§ PROBLEM DETAILS: All of the entries below are to be copied word for word.
=== EXTRACTED RECORDS ===
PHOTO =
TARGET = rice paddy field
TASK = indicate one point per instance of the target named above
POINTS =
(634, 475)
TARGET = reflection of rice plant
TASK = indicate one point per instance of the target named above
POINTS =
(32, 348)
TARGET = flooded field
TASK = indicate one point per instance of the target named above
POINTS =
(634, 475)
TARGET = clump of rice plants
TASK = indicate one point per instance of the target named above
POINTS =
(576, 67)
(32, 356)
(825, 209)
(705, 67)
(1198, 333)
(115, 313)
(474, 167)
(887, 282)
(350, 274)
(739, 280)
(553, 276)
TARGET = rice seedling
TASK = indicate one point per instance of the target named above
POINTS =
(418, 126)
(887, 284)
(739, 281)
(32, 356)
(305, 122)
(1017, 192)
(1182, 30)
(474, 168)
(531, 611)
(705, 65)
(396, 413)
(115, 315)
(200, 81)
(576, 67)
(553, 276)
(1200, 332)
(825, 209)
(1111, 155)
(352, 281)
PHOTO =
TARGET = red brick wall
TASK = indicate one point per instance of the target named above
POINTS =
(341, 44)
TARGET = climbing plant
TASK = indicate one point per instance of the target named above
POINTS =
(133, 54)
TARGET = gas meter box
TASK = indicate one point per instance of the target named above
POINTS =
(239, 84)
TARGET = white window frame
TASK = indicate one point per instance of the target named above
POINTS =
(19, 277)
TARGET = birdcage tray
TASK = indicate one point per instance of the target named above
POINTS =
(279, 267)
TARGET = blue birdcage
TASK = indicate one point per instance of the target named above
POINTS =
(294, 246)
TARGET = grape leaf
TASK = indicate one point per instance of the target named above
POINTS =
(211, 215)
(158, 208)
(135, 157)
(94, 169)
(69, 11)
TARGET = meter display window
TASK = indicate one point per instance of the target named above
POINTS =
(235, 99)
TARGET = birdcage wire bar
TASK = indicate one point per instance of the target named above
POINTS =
===
§ EXERCISE SOLUTION:
PHOTO =
TARGET = rice paddy field
TASK = indicate one point per instance of the target named above
POINTS =
(634, 475)
TARGET = reflection of rice plant
TASK = indicate one point per instance of the target named above
POINTS =
(32, 348)
TARGET = flooded field
TASK = indicate one point per instance of the target named above
POINTS =
(634, 475)
TARGET = clump of rice plants
TASK = indicate one point per instance of the target named above
POINTS =
(576, 67)
(32, 356)
(825, 209)
(705, 67)
(1198, 333)
(115, 313)
(474, 167)
(887, 282)
(350, 274)
(739, 280)
(553, 276)
TARGET = rice seedling
TASK = indicate one point per instance of the target named above
POINTS =
(418, 126)
(887, 284)
(739, 281)
(32, 356)
(305, 122)
(1017, 192)
(1182, 30)
(474, 168)
(531, 611)
(705, 65)
(396, 413)
(115, 315)
(200, 81)
(576, 67)
(553, 276)
(1200, 332)
(825, 209)
(1111, 155)
(352, 281)
PHOTO =
TARGET = red brick wall
TASK = indicate one point per instance of the target named above
POINTS =
(341, 44)
TARGET = climbing plant
TASK = indicate one point per instance of the target named above
POINTS =
(133, 54)
TARGET = gas meter box
TASK = indicate one point per instance of the target named above
POINTS =
(239, 84)
TARGET = white window frame
TASK = indicate one point per instance of the target named above
POINTS =
(19, 277)
TARGET = birdcage tray
TASK = indicate one point per instance of the target named above
POINTS =
(279, 267)
TARGET = blue birdcage
TASK = indicate one point per instance of the target named above
POINTS =
(294, 246)
TARGET = grape leaf
TASK = indicate one point per instance of the target named above
POINTS =
(211, 215)
(158, 208)
(135, 157)
(94, 169)
(69, 11)
TARGET = meter display window
TASK = indicate one point per instance of the target named above
POINTS =
(235, 99)
TARGET = birdcage wire bar
TASK = indicate one point per instance of the target named above
POINTS =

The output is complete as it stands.